### What the task requires
The response must contain each line of the material that holds "plant".

### Records to use
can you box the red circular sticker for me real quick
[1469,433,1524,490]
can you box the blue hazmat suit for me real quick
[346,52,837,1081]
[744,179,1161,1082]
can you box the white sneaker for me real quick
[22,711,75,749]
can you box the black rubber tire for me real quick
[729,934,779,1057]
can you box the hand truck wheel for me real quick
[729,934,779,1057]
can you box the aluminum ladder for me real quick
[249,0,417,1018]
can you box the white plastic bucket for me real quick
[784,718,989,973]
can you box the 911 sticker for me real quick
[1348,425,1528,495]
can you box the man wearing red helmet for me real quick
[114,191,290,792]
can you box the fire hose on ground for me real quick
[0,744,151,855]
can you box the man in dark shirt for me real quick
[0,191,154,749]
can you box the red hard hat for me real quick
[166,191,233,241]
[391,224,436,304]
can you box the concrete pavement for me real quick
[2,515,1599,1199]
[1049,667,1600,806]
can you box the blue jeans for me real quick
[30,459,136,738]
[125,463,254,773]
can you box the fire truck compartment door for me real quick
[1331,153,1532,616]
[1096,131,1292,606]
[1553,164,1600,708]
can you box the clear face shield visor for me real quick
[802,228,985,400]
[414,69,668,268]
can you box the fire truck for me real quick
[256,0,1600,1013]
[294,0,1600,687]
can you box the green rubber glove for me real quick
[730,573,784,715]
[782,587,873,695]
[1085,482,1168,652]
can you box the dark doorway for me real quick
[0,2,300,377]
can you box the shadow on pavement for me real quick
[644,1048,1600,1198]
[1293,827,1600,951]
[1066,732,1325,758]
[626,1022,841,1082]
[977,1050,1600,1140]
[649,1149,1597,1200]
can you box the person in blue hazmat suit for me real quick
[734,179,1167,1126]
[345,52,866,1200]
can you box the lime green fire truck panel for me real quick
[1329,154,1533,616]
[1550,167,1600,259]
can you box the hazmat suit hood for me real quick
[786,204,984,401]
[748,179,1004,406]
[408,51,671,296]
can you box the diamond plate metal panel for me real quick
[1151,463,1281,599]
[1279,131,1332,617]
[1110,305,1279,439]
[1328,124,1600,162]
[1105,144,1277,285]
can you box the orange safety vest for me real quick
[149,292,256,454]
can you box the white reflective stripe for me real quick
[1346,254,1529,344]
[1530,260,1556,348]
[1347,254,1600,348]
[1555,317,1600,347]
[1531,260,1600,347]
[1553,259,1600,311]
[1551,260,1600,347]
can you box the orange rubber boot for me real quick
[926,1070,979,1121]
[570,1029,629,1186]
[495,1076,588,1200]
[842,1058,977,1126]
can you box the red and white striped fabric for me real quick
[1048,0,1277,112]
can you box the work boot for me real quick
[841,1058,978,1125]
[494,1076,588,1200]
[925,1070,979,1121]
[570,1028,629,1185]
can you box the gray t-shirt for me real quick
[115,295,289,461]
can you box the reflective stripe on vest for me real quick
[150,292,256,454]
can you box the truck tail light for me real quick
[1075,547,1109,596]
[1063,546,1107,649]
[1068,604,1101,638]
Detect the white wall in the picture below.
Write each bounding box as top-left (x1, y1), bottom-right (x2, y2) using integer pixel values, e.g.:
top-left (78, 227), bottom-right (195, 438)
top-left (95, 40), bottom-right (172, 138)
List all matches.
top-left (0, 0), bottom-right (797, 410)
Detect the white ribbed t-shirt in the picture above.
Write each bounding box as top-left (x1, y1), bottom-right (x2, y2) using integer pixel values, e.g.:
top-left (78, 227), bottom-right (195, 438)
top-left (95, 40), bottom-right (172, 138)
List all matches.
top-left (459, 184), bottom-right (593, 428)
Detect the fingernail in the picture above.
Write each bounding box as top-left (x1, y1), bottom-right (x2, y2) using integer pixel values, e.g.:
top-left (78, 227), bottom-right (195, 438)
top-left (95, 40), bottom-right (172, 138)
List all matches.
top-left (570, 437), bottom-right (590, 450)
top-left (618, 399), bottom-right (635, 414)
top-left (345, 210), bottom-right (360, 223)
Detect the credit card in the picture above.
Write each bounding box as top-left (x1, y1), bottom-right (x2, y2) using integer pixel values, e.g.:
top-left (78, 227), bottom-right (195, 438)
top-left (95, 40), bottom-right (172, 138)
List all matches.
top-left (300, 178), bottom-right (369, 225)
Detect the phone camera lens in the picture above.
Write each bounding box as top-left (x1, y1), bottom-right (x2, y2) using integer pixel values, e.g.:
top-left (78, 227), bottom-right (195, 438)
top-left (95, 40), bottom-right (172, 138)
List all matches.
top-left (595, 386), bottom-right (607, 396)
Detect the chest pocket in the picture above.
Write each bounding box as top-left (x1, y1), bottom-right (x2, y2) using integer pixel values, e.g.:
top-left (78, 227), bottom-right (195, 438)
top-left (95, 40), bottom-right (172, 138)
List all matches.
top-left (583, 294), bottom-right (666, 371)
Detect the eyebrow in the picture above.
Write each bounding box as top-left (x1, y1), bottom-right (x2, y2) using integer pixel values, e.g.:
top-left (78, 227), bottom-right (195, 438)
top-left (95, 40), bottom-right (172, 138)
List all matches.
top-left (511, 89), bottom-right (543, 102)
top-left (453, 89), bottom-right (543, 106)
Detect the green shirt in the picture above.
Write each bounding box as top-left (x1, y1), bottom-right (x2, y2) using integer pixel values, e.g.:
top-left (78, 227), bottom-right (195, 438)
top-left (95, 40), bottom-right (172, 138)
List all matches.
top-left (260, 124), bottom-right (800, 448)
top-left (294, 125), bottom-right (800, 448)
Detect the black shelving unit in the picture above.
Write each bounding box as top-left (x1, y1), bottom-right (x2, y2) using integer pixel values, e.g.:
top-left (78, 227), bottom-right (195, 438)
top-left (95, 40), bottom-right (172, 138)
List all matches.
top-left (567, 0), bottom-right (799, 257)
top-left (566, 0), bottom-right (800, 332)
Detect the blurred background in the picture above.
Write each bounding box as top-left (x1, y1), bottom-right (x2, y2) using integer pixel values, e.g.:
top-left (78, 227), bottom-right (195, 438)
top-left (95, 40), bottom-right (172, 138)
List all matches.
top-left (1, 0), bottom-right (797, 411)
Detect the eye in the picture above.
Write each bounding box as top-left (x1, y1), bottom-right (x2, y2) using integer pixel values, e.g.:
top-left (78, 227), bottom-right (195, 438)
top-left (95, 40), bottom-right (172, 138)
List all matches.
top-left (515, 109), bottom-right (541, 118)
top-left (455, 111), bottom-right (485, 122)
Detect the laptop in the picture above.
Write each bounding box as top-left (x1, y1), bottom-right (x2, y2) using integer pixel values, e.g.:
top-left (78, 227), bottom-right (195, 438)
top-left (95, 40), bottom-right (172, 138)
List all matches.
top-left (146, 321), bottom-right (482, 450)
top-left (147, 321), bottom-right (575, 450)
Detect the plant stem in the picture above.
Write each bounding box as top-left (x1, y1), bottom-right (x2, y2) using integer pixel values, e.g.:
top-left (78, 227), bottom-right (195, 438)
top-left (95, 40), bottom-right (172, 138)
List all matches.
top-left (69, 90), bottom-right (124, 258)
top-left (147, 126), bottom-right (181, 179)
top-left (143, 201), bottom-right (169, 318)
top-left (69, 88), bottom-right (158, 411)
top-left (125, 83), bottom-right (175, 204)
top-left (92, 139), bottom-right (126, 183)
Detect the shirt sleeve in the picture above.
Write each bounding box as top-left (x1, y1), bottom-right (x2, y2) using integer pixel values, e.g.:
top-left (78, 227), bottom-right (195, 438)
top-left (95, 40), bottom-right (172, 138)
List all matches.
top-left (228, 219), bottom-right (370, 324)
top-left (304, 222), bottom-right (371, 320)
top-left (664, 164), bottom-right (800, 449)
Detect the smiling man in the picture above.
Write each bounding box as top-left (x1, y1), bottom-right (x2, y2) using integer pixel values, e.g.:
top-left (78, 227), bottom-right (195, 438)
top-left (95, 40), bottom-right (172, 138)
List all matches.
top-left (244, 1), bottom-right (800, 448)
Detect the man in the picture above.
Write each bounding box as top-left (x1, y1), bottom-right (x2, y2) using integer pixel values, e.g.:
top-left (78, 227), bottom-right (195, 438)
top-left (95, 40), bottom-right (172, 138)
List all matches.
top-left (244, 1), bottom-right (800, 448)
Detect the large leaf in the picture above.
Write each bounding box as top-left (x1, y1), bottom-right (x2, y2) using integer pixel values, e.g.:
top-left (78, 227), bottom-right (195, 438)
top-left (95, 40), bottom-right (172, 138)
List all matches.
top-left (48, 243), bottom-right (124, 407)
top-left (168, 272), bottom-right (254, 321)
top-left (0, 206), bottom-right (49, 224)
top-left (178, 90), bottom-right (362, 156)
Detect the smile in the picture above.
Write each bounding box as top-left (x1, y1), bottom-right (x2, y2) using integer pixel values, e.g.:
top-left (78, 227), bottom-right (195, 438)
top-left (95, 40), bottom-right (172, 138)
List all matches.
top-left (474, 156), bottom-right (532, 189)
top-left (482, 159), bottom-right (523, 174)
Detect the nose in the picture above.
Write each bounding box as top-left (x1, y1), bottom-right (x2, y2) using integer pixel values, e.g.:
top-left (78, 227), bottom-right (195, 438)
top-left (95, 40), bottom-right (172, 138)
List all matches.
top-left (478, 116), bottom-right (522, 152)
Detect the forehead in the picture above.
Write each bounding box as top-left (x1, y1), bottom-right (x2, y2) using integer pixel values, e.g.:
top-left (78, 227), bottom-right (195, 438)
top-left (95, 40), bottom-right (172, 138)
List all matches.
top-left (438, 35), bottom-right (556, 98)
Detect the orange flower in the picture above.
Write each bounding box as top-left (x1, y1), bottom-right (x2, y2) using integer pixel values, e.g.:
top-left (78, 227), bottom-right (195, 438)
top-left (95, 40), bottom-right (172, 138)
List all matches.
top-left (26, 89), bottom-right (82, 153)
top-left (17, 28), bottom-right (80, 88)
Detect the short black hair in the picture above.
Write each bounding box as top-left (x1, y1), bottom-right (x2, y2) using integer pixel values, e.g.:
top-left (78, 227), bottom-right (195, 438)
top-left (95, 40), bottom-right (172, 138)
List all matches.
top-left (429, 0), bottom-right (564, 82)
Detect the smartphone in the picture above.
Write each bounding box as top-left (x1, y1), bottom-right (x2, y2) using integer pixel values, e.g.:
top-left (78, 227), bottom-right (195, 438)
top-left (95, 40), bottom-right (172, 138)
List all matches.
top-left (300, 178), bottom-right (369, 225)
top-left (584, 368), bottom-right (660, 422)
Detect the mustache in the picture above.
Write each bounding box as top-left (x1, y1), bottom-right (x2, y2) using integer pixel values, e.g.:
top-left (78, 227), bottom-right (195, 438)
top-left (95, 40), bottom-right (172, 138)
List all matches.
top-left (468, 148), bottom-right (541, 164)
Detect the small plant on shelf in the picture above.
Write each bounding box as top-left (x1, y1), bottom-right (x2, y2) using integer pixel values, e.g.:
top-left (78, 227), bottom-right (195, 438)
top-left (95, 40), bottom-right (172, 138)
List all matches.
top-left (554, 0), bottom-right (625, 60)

### Completed task
Detect the plant stem in the picture above.
Detect the small plant on shelf in the picture above.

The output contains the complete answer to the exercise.